» Your instructions
Ignoring the images, restate the records below word for word.

[[ Given data, beginning ]]

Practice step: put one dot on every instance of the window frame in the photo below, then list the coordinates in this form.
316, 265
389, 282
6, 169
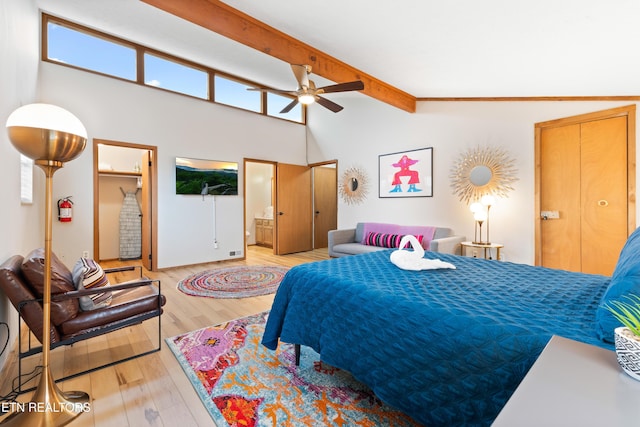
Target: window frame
140, 67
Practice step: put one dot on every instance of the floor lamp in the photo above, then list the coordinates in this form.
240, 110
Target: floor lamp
50, 136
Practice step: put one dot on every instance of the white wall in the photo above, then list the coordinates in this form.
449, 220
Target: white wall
21, 226
180, 127
367, 128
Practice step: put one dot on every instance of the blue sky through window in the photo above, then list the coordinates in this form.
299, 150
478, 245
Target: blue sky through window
84, 50
170, 75
93, 53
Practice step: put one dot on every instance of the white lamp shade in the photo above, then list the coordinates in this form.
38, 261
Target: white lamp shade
47, 116
480, 216
475, 207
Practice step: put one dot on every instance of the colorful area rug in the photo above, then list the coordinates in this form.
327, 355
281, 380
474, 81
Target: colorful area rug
241, 383
234, 282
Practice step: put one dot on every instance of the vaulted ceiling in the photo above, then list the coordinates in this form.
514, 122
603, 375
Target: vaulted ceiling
407, 48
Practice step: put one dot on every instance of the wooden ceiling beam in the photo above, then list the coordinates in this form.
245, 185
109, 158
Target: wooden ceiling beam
242, 28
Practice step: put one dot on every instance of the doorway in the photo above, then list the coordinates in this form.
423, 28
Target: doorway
325, 202
290, 207
125, 202
585, 186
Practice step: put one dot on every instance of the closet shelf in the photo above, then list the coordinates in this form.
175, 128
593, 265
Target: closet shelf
120, 173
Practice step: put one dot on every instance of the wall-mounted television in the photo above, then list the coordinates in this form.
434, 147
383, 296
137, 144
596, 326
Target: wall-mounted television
197, 176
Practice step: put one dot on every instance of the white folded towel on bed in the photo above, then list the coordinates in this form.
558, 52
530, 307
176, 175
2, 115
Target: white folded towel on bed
413, 260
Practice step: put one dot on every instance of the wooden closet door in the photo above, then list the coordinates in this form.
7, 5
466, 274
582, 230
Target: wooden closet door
603, 193
560, 191
584, 177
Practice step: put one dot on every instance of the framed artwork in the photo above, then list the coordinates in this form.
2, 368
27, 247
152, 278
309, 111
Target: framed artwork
406, 174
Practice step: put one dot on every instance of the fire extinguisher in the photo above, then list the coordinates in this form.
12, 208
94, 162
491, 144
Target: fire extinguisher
65, 209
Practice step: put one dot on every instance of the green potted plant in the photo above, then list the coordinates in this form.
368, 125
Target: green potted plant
627, 337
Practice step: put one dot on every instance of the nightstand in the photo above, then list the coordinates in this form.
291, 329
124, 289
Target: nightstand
573, 384
484, 247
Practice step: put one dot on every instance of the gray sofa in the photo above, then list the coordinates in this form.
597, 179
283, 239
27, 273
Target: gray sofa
349, 241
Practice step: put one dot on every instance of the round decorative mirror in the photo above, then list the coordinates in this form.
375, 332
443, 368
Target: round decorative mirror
483, 170
353, 186
480, 175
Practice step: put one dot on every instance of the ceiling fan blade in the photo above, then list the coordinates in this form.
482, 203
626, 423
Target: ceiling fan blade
278, 91
289, 106
343, 87
328, 104
302, 74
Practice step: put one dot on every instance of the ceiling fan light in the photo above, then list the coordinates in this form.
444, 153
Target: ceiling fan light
306, 99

[[ Given data, end ]]

» Answer
Practice step: put one dot on every instance of the window frame in the photo below, then list the coordinates in this form.
316, 265
389, 282
6, 169
Target: window frame
140, 67
Practice step: put one dot on every instance of the floor lamp in the photo above, then list the coordinates in this form.
240, 110
Target: floor lamp
50, 136
Practice step: put one dot on every instance of the white wall in the photo above, then list the coordinates in this form.
449, 220
Target: white wall
21, 226
180, 127
367, 128
Practice step: put one dot on every instance of the blue sky through window in the photo above, then list the coordinates in this form.
299, 150
478, 245
Target: blue sky through window
84, 50
170, 75
93, 53
Practice step: put one dot on every instance of the white lamp shade in the photo above, then list the coordinates in this form.
38, 261
Target: white lamp shade
47, 116
480, 216
475, 207
Practice step: put one dot on every instance of the colorful area rug in the photo above, then list the coordinates in this form.
327, 355
281, 380
474, 81
Target: colorful area rug
241, 383
234, 282
Practice step: put one dot on every instance of the vaulted ceiling in the photo above, then list the coordinates in this form.
514, 122
603, 375
Target: vaulted ceiling
407, 48
Practice step: put one dot on every instance of the wooden ceiling beam in the photo above, then list the coordinates in this form.
245, 185
109, 158
Target: wooden ceiling beam
242, 28
Practice step: put one dot on every instance of the doorway in the photo above, then list the coordinates in this form.
423, 28
Target: doorway
325, 202
290, 207
125, 202
585, 186
Practice step: put one dot on every instance of the closet shelf in the photo above, then list the coordinates in this form.
175, 128
593, 265
Target: closet shelf
120, 173
Practice step: put one dot on every instance of the wall-mounted television in the photo above, then list the coordinates in this form.
434, 147
383, 296
137, 144
596, 326
Target: wall-mounted television
197, 176
Practice step: put one dot on every instance of the white folded towel on bed in the photo above, then list the coordinates in this form.
558, 52
530, 307
176, 175
2, 115
Target: white folded towel on bed
413, 260
Practice step: put one dot on every instance of the wooden closet door in the photo above, then list the coordinates in this form.
7, 5
466, 274
582, 230
Target: wooden closet door
603, 193
560, 191
584, 177
Practice step: put one dot on every instance of the framed artwork in the photo above, then list the coordinates in this form.
2, 368
27, 247
152, 278
309, 111
Target: framed artwork
406, 174
Practice step: put one dot on every instance of the fire extinguisher in the photo above, then list the coordinates in this form.
12, 208
94, 162
491, 144
Target: fire extinguisher
65, 209
Practice step: put one dot on every instance of the green potted plant in the photo above, then list the coordinates in this form.
368, 125
Target: green potted plant
627, 337
Practice step: put one dot on every instance of the nightstand in the photo above, then list the coordinates in this form.
291, 329
124, 289
Target: nightstand
573, 384
484, 247
Practice step: put one dot on every instance of the gray sofa in the photo above, then list the coordinates in this form.
597, 179
283, 239
27, 273
Target: gray sofa
349, 241
Practice step: put one dot on every instance of the round decorative mirror in the photo above, then list the coordinates in this form.
375, 332
443, 368
Target: round decorative mirror
483, 170
353, 186
480, 175
Practice step: put one dot on every instance of the ceiling fan blade in the photo above, then list the coordinates in this form.
482, 203
626, 423
Target: ceiling fan blade
278, 91
289, 106
343, 87
328, 104
302, 74
Practice step: put one dot on every instance of the ceiling fan light in the photo above, then list the coordinates in this form.
444, 153
Target: ceiling fan light
306, 99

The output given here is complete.